--- Begin ---

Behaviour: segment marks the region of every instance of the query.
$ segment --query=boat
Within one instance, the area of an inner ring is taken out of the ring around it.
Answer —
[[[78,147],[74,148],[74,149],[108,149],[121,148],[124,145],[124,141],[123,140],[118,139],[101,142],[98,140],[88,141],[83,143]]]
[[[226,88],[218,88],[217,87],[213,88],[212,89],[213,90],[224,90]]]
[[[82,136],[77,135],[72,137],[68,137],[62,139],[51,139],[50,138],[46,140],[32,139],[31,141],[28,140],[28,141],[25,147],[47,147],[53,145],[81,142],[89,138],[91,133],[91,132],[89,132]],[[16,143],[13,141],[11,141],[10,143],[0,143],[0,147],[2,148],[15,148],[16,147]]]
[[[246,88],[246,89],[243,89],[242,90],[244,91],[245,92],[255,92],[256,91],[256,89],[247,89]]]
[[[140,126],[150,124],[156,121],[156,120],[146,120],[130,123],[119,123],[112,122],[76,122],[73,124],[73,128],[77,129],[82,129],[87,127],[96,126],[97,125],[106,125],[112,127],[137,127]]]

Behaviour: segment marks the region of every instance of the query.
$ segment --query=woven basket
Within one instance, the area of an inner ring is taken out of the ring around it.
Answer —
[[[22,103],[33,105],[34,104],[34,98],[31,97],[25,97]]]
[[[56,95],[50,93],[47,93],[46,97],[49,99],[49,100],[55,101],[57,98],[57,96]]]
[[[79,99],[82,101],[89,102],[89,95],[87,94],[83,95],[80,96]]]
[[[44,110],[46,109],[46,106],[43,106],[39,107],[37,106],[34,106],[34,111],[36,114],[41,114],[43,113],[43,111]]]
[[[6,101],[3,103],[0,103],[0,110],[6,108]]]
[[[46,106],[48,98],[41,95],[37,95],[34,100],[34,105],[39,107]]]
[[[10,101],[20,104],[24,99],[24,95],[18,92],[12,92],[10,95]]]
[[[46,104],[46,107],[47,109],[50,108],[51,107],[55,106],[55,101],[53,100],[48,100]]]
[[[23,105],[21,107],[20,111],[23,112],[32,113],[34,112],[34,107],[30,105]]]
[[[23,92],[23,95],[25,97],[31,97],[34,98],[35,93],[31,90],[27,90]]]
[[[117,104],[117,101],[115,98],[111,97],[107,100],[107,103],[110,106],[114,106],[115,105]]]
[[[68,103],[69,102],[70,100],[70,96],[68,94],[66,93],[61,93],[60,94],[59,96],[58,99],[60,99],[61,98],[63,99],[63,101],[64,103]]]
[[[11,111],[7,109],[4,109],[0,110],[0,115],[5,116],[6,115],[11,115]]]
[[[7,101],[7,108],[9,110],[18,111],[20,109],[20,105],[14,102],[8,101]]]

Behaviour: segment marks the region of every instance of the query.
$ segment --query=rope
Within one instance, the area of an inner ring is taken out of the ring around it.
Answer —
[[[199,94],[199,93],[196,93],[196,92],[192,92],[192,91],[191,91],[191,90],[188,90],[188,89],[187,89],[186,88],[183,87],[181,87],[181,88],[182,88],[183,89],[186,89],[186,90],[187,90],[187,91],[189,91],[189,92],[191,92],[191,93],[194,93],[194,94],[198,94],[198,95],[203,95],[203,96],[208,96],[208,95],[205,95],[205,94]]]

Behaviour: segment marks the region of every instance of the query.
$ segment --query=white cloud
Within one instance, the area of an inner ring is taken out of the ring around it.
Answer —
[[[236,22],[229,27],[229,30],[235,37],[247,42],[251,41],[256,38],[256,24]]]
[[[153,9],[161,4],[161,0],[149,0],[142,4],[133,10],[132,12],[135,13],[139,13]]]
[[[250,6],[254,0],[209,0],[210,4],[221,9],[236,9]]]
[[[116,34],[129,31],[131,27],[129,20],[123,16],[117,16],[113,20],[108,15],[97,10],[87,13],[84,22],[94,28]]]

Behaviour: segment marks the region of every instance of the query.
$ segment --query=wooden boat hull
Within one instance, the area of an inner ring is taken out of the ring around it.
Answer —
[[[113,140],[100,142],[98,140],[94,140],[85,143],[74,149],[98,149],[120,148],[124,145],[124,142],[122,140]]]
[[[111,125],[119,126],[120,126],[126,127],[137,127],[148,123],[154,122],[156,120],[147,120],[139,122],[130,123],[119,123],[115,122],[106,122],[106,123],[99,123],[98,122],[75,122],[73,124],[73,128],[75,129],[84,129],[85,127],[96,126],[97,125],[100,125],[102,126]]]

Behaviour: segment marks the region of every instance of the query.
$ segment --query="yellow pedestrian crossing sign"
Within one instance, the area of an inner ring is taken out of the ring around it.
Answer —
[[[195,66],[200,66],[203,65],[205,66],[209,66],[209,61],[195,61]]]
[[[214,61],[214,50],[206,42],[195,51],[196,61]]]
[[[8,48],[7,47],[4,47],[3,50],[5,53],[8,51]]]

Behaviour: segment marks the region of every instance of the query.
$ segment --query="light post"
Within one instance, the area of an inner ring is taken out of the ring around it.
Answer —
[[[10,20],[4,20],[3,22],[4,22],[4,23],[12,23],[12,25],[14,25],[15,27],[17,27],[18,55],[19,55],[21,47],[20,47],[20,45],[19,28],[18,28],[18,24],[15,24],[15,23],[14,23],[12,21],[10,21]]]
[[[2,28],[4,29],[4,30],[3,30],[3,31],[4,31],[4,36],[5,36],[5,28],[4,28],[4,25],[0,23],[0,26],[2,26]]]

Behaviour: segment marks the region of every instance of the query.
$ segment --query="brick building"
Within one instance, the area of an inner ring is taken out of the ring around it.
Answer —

--- End ---

Your objective =>
Transcribe all of the entries without altering anything.

Solution below =>
Behaviour: segment marks the region of every instance of the query.
$ segment --query=boat
Within one instance, the area of an inner ring is taken out of the ring around it.
Answer —
[[[78,147],[74,148],[74,149],[108,149],[121,148],[124,145],[124,141],[123,140],[118,139],[101,142],[98,140],[88,141],[83,143]]]
[[[226,88],[218,88],[217,87],[213,88],[212,89],[213,90],[224,90]]]
[[[82,136],[77,135],[72,137],[68,137],[62,139],[51,139],[50,138],[46,140],[32,139],[31,141],[28,140],[28,141],[25,147],[47,147],[53,145],[81,142],[89,138],[91,133],[91,132],[89,132]],[[16,143],[13,141],[11,141],[10,143],[0,143],[0,147],[2,148],[15,148],[16,147]]]
[[[246,88],[246,89],[243,89],[242,90],[244,91],[245,92],[255,92],[256,91],[256,89],[247,89]]]
[[[140,126],[150,124],[156,121],[156,120],[146,120],[130,123],[119,123],[112,122],[76,122],[73,124],[73,128],[77,129],[82,129],[87,127],[96,126],[97,125],[106,125],[112,127],[137,127]]]

Behaviour: segment marks the region of every instance of the query.
$ segment --query=woven basket
Within one instance, the area of an inner ring is taken out of the ring around it.
Answer —
[[[22,103],[33,105],[34,104],[34,98],[31,97],[25,97]]]
[[[56,95],[50,93],[47,93],[46,97],[49,99],[49,100],[55,101],[57,98],[57,96]]]
[[[79,99],[82,101],[89,102],[89,95],[87,94],[83,95],[80,96]]]
[[[44,110],[46,109],[46,106],[43,106],[39,107],[37,106],[34,106],[34,111],[36,114],[41,114],[43,113],[43,111]]]
[[[6,101],[3,103],[0,103],[0,110],[6,108]]]
[[[46,106],[48,98],[41,95],[37,95],[34,100],[34,105],[39,107]]]
[[[10,101],[20,104],[24,99],[24,95],[18,92],[12,92],[10,95]]]
[[[46,104],[46,107],[47,109],[50,108],[51,107],[55,106],[55,101],[53,100],[48,100]]]
[[[23,105],[21,107],[20,111],[23,112],[32,113],[34,112],[34,107],[30,105]]]
[[[23,92],[23,95],[25,97],[31,97],[34,98],[35,93],[31,90],[27,90]]]
[[[117,104],[117,101],[115,98],[111,97],[107,100],[107,103],[110,106],[114,106],[115,105]]]
[[[68,103],[69,102],[70,100],[70,96],[68,94],[66,93],[61,93],[60,94],[59,96],[58,99],[60,99],[61,98],[63,99],[63,101],[64,103]]]
[[[11,111],[7,109],[4,109],[0,110],[0,115],[5,116],[6,115],[11,115]]]
[[[7,101],[7,108],[9,110],[18,111],[20,109],[20,105],[14,102],[8,101]]]

Behaviour: segment marks the region of every instance of the query.
$ segment --query=rope
Within one instance, the area of an inner ring is taken out of the ring around it.
Answer —
[[[199,94],[199,93],[196,93],[196,92],[192,92],[192,91],[191,91],[191,90],[188,90],[188,89],[187,89],[186,88],[183,87],[181,87],[181,88],[182,88],[183,89],[186,89],[186,90],[187,90],[187,91],[189,91],[189,92],[191,92],[191,93],[194,93],[194,94],[198,94],[198,95],[203,95],[203,96],[208,96],[208,95],[205,95],[205,94]]]

Behaviour: segment marks the region of every instance of the query.
$ segment --query=white cloud
Within one instance, the area of an inner ring is taken out of the ring around it.
Answer —
[[[236,22],[229,27],[229,30],[235,37],[247,42],[251,41],[256,38],[256,24]]]
[[[153,9],[161,4],[161,0],[149,0],[142,4],[133,10],[132,12],[135,13],[139,13]]]
[[[250,6],[254,0],[209,0],[210,4],[221,9],[236,9]]]
[[[116,34],[129,31],[131,27],[129,20],[123,16],[117,16],[113,20],[108,15],[97,10],[87,13],[84,22],[94,28]]]

Behaviour: segment marks the region of every instance of the query.
$ segment --query=wooden boat hull
Within one instance, the area of an inner ring is taken out of the ring around it.
Answer —
[[[113,140],[100,142],[98,140],[94,140],[85,143],[74,149],[98,149],[120,148],[124,145],[124,142],[122,140]]]
[[[111,125],[119,126],[120,126],[126,127],[137,127],[148,123],[154,122],[156,120],[147,120],[139,122],[130,123],[119,123],[115,122],[106,122],[106,123],[99,123],[98,122],[75,122],[73,124],[73,128],[75,129],[84,129],[85,127],[96,126],[97,125],[100,125],[102,126]]]

Behaviour: segment marks the region of every instance of the query.
$ segment --query="yellow pedestrian crossing sign"
Within one instance, the area of an inner ring is taken out of the ring around it.
Answer —
[[[195,66],[200,66],[203,65],[205,66],[209,66],[209,61],[195,61]]]
[[[214,61],[214,50],[206,42],[195,51],[196,61]]]
[[[8,48],[7,47],[4,47],[3,50],[5,53],[8,51]]]

Behaviour: segment marks the region of every instance of the query.
$ segment --query="light post"
Within one instance, the area of an inner ring is taken out of the ring around it.
Answer —
[[[10,20],[4,20],[3,22],[4,22],[4,23],[12,23],[12,25],[14,25],[15,27],[17,27],[18,55],[19,55],[21,47],[20,47],[20,45],[19,28],[18,28],[18,24],[15,24],[15,23],[14,23],[12,21],[10,21]]]
[[[2,28],[4,29],[4,30],[3,30],[3,31],[4,31],[4,36],[5,36],[5,28],[4,28],[4,25],[0,23],[0,26],[2,26]]]

Behaviour: segment marks the region of every instance of the query.
$ segment --query="brick building"
Within one instance, the area of an inner ring is taken out of the ring around it.
Answer —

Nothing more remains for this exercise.